From the first line of the data below through the line holding "Mark every instance of the man in black", write out each line exactly as it stands.
____ Given data
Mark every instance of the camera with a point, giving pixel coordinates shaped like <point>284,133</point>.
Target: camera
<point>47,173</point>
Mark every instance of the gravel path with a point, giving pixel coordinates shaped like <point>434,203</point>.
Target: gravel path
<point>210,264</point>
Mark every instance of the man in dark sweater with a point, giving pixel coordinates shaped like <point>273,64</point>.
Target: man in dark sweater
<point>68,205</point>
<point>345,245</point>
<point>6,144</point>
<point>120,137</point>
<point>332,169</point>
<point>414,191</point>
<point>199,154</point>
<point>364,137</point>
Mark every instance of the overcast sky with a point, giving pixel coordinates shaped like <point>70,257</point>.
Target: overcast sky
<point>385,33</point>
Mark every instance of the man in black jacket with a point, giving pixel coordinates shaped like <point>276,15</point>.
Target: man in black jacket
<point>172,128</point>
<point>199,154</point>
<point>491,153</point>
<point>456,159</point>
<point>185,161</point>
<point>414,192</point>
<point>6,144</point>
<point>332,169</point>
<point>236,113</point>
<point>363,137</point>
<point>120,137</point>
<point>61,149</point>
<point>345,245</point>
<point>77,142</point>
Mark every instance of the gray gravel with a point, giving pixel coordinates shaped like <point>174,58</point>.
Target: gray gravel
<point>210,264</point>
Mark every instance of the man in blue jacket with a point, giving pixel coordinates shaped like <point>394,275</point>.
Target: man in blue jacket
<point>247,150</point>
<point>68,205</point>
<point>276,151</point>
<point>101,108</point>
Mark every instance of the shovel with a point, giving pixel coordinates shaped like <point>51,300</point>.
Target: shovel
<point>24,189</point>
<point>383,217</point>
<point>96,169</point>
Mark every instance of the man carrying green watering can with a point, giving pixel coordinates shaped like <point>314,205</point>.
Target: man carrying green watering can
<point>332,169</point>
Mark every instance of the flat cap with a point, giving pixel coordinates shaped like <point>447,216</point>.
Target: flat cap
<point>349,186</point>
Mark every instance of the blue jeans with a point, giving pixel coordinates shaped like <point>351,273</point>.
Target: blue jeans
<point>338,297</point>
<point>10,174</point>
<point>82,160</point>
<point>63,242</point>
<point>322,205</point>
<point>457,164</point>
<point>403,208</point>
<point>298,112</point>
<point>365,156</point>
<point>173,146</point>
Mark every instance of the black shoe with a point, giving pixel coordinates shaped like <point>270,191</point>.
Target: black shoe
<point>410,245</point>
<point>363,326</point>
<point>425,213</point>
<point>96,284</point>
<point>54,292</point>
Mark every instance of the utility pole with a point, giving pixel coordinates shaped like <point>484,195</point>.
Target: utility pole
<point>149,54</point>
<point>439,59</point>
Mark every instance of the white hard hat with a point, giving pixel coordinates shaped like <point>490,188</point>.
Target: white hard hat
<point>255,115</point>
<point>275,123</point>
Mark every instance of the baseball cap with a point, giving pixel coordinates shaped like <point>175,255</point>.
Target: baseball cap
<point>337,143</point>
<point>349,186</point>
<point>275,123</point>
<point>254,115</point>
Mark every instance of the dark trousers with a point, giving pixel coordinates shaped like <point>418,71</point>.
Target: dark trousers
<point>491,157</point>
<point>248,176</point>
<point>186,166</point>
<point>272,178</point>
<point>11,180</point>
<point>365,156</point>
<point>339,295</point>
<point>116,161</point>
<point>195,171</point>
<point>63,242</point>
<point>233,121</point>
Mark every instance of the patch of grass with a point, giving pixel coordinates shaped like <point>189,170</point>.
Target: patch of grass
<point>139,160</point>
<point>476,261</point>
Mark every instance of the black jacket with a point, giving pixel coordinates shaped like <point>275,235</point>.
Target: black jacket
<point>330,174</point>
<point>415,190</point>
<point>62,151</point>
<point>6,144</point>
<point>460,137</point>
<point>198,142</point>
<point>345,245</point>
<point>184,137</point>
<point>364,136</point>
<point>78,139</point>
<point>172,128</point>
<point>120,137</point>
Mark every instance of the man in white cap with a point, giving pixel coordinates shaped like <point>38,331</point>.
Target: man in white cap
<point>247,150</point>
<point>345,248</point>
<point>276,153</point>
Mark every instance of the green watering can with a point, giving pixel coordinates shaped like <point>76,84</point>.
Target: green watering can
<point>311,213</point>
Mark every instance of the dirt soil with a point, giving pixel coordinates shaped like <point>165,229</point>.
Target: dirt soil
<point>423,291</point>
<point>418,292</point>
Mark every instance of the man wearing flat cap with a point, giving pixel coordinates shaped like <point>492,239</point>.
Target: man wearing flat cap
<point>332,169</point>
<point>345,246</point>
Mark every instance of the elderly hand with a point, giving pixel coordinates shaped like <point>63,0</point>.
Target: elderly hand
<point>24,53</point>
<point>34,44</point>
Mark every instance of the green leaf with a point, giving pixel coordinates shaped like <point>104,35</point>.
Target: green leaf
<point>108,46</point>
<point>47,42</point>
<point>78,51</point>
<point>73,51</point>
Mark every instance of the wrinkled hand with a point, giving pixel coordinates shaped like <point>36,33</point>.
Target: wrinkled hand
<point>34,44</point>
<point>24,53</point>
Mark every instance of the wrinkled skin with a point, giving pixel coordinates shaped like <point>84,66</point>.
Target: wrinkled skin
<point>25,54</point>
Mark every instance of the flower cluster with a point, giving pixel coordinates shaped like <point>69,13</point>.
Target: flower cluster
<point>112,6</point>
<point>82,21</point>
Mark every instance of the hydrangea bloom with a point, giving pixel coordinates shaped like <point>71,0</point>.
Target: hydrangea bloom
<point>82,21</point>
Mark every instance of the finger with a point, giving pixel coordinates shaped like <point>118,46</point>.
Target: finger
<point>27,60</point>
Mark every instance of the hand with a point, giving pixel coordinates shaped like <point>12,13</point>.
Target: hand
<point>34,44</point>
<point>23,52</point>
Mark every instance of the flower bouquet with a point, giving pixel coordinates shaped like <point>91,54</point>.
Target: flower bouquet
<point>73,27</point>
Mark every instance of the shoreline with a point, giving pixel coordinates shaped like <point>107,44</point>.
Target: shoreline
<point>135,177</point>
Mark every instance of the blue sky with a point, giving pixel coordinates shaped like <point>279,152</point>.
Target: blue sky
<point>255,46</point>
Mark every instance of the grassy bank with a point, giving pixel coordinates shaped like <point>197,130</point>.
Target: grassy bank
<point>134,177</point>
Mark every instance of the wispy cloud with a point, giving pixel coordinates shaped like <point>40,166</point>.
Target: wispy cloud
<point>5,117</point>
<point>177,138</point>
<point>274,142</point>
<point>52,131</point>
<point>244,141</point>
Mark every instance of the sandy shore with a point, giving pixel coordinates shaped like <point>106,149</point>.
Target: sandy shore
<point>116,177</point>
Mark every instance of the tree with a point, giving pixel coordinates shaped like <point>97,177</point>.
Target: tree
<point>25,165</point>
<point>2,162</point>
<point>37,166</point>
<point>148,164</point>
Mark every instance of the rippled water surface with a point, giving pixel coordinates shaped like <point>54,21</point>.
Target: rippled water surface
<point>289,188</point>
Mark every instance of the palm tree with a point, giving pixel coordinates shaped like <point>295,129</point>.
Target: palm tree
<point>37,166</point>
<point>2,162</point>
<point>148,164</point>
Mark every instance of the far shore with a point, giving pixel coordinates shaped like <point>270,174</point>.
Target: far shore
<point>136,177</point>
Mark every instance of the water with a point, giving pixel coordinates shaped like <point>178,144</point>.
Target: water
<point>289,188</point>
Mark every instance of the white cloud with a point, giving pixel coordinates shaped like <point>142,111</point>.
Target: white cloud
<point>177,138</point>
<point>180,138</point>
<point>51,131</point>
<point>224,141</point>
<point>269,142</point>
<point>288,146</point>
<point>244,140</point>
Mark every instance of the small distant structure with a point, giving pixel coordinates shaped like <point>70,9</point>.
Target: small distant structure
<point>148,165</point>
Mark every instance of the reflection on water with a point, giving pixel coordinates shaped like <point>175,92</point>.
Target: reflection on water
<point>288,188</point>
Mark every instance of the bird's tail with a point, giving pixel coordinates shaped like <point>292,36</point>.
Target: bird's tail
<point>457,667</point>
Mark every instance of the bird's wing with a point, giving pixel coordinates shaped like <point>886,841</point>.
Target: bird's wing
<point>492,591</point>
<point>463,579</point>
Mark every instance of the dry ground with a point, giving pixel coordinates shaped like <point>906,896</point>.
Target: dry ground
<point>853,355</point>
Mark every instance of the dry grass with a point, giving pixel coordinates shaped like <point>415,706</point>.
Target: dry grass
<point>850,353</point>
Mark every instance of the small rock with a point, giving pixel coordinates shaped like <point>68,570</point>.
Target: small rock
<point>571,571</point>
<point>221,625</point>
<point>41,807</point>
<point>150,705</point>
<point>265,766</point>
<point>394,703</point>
________
**Response to the task:**
Mark every instance of the camera with a point, giving pixel coordinates shaped like <point>284,133</point>.
Target: camera
<point>47,173</point>
Mark every instance of the gravel path with a point, giving pixel coordinates shaped like <point>434,203</point>.
Target: gravel path
<point>210,264</point>
Mark every instance of the man in dark sweater with a point, giving pixel coordinates shaped like <point>273,64</point>.
Target: man in dark sweater
<point>68,205</point>
<point>345,245</point>
<point>6,144</point>
<point>120,137</point>
<point>332,169</point>
<point>414,191</point>
<point>199,154</point>
<point>364,137</point>
Mark every instance of the overcast sky with a point, giving pixel coordinates shaped like <point>70,257</point>.
Target: overcast sky
<point>385,33</point>
Mark every instance of the man in black jacket with a point, giving pixel coordinates shaped like <point>276,15</point>.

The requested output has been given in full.